WHAT IS ASKED: Arrange as a numbered list, omitting blank lines, everything in the listing from the line containing "Spot canada goose." down to the line containing "522, 701, 547, 734", both included.

AVAILABLE DATA:

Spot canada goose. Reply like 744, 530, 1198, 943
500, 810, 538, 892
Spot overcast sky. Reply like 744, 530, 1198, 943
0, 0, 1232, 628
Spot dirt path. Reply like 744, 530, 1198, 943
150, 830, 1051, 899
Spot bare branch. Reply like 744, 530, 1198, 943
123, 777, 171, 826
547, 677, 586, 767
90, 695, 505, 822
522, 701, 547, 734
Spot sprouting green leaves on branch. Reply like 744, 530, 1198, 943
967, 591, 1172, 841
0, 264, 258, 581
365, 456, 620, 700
...
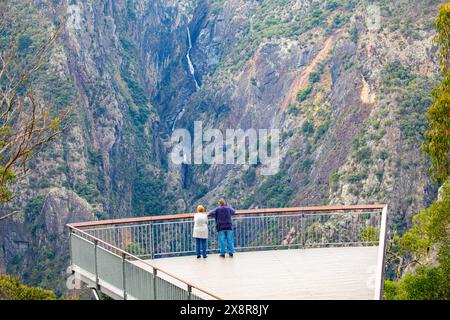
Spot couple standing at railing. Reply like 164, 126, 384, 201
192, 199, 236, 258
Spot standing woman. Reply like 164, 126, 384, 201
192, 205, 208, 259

ANSWER TO THIS EXERCISE:
1. Spot canada goose. Reply like 744, 530, 1198, 943
2. 500, 810, 538, 892
3. Spot overcast sky. Reply like 744, 530, 1198, 943
4. 0, 0, 1232, 628
5. Spot dirt path. Reply like 744, 530, 1198, 943
6. 150, 830, 1051, 899
7. Spot bare branch. Reply like 744, 530, 1198, 943
8. 123, 777, 171, 826
9. 547, 677, 586, 767
10. 90, 695, 505, 822
11. 522, 701, 547, 734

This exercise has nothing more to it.